● **RECORDS FOR PROCESSING**
=-=-=

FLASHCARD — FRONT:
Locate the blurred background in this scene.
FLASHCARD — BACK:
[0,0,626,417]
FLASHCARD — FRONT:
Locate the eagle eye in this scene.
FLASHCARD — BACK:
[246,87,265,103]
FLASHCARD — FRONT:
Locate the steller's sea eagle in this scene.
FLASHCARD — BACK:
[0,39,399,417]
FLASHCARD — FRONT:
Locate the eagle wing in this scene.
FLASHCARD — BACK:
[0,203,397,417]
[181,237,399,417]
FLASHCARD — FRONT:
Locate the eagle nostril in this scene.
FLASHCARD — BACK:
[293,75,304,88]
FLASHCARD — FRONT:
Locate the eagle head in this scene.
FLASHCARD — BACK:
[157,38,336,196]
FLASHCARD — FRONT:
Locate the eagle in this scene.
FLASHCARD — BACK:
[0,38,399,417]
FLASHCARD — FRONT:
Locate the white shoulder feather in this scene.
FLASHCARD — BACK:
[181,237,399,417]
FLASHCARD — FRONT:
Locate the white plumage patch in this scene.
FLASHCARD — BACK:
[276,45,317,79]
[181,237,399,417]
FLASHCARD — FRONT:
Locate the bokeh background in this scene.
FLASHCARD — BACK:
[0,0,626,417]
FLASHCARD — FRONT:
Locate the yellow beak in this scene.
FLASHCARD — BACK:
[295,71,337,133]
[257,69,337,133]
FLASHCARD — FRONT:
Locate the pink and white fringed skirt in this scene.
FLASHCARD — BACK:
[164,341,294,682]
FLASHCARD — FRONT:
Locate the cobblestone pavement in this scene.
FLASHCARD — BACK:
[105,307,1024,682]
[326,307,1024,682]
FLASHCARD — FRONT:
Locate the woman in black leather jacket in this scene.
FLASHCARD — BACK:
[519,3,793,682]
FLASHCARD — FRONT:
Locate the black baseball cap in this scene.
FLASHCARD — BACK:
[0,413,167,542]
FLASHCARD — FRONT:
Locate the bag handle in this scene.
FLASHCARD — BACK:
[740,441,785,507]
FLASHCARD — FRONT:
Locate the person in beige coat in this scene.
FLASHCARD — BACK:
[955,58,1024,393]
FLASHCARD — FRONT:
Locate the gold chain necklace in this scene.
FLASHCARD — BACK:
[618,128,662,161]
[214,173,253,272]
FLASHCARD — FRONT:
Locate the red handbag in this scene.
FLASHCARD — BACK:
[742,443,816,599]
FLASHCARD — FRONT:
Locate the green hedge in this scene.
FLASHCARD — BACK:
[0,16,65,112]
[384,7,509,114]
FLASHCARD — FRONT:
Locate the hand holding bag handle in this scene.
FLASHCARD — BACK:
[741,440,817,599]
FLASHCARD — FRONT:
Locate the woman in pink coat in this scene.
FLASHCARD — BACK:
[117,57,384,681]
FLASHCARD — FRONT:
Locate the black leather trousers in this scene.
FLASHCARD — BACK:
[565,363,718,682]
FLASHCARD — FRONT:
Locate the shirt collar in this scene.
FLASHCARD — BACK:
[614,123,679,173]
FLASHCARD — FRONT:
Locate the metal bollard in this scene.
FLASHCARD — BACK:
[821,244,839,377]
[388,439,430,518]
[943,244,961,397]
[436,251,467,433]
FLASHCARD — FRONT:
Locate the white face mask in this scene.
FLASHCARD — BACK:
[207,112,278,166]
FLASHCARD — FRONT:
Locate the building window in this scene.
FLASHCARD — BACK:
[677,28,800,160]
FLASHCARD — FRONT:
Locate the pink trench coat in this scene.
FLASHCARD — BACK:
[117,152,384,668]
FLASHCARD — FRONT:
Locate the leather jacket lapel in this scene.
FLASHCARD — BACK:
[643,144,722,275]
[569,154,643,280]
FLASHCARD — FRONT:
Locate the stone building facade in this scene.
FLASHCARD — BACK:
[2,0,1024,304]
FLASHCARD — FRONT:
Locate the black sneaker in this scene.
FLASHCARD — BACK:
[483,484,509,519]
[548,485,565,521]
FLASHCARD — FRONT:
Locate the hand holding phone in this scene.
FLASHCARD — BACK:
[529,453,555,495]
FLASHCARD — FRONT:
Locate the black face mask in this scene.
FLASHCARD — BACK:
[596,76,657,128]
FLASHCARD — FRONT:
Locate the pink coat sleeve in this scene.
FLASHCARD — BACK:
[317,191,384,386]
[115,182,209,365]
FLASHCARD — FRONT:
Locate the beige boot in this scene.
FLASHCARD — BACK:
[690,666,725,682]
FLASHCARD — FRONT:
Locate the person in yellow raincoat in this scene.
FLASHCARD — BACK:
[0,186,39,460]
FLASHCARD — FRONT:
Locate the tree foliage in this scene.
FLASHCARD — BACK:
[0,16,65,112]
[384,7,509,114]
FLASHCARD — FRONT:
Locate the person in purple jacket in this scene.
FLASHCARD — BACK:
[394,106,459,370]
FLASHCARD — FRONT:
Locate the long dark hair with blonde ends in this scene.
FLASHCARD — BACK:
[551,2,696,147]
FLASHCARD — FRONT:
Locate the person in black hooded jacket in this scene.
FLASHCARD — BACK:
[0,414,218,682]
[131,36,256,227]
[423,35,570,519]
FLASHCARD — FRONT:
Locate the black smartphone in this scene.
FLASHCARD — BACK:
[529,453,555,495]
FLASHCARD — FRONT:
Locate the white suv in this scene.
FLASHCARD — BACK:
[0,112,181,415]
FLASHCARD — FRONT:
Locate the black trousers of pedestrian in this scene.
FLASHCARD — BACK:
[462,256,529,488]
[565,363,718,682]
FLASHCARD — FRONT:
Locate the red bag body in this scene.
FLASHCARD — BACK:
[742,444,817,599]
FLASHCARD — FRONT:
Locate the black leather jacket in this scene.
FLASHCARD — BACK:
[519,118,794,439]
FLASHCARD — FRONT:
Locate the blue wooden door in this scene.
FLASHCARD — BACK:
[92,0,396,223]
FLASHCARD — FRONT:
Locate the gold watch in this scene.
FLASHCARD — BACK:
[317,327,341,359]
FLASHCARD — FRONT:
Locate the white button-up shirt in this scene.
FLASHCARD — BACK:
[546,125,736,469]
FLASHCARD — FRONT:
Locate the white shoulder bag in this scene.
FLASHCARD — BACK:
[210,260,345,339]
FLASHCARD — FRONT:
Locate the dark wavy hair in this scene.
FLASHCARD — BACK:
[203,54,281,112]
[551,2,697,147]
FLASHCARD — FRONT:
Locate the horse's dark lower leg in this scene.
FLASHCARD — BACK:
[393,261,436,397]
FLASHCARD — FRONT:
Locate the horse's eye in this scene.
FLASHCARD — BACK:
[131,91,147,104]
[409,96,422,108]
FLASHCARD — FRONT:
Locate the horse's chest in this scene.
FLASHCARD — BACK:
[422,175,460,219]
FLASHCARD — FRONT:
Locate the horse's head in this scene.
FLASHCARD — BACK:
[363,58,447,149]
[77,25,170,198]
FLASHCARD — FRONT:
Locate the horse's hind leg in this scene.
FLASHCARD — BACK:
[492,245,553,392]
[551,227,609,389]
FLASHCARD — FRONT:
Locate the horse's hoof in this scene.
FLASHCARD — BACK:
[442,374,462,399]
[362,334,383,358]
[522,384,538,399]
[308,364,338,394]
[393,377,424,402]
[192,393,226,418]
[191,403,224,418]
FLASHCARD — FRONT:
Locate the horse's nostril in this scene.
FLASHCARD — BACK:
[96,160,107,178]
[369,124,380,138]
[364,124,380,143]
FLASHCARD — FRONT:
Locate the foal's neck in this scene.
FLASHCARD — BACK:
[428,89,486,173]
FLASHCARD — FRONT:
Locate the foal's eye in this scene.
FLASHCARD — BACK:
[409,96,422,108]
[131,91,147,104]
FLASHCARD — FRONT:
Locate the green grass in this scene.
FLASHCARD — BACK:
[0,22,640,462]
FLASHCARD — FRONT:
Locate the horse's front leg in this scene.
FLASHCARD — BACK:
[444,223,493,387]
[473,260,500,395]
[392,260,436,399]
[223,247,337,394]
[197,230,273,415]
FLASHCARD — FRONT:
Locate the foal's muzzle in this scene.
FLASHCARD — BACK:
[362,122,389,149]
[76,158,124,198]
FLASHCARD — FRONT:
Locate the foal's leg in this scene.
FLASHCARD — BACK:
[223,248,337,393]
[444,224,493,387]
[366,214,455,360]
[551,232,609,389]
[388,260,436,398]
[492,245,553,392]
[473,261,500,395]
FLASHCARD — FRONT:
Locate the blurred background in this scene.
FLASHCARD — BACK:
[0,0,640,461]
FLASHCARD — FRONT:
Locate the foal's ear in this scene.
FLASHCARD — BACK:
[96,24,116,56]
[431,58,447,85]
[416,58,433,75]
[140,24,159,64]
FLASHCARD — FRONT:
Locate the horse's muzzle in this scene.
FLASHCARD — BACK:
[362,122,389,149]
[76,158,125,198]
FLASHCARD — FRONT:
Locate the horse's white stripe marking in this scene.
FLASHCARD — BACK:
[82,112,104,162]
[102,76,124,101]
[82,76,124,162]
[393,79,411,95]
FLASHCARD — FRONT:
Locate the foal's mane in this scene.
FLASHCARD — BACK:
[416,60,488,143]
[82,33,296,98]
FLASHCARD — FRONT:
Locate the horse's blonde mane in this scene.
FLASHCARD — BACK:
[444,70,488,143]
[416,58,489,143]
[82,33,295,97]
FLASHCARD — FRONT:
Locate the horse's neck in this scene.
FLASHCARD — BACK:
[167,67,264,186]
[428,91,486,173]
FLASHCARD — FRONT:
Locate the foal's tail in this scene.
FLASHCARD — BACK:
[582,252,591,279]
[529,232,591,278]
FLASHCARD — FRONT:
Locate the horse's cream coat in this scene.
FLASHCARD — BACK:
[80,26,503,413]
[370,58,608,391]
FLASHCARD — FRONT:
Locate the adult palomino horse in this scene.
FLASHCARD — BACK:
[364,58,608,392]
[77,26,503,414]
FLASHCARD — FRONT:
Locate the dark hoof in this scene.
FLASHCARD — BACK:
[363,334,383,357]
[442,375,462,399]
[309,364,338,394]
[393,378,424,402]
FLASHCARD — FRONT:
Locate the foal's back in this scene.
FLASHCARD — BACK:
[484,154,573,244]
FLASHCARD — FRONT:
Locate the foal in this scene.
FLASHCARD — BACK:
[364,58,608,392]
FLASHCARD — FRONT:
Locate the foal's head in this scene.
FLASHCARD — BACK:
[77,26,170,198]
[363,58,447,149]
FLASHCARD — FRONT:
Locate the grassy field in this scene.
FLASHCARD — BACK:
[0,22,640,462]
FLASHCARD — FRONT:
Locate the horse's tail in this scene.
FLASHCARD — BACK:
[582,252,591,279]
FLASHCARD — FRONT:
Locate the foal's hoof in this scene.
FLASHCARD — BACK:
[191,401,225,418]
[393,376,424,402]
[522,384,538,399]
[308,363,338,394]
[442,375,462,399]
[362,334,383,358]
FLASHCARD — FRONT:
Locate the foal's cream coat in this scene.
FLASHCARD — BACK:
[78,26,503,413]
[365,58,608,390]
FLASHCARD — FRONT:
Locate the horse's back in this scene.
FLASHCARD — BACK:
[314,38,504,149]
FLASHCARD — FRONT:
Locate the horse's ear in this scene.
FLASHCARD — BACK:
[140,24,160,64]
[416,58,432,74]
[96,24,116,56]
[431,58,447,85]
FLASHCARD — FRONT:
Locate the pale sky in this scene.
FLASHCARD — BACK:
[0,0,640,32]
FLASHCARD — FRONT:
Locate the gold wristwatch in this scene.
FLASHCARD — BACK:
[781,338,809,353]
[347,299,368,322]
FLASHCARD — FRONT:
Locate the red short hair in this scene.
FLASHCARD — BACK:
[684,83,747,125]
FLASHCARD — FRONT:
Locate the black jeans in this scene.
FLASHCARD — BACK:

=-=-=

● **WORK INSTRUCTIONS**
Convert the material, starting with its first line and going on through the line with "[157,38,336,196]", into a JSON list of strings with one string per line and blank lines left out.

● **RIGHT ANSWER**
[
  "FLASHCARD — FRONT:",
  "Locate the blurred background in this scene.",
  "FLASHCARD — BACK:",
  "[0,0,626,417]",
  "FLASHCARD — FRONT:",
  "Locate the eagle eye in this scene.",
  "FLASHCARD — BACK:",
  "[246,87,265,103]",
  "FLASHCARD — FRONT:",
  "Locate the steller's sea eagle in this scene.",
  "FLASHCARD — BACK:",
  "[0,39,399,417]",
  "FLASHCARD — FRONT:",
  "Locate the eagle wing in this scene.",
  "FLASHCARD — BACK:",
  "[0,203,397,417]",
  "[181,237,399,417]",
  "FLASHCARD — FRONT:",
  "Locate the eagle nostril in this scene.",
  "FLASHCARD — BACK:",
  "[293,75,304,88]",
  "FLASHCARD — FRONT:",
  "Locate the eagle head in this scene.",
  "FLASHCARD — BACK:",
  "[157,38,336,196]"
]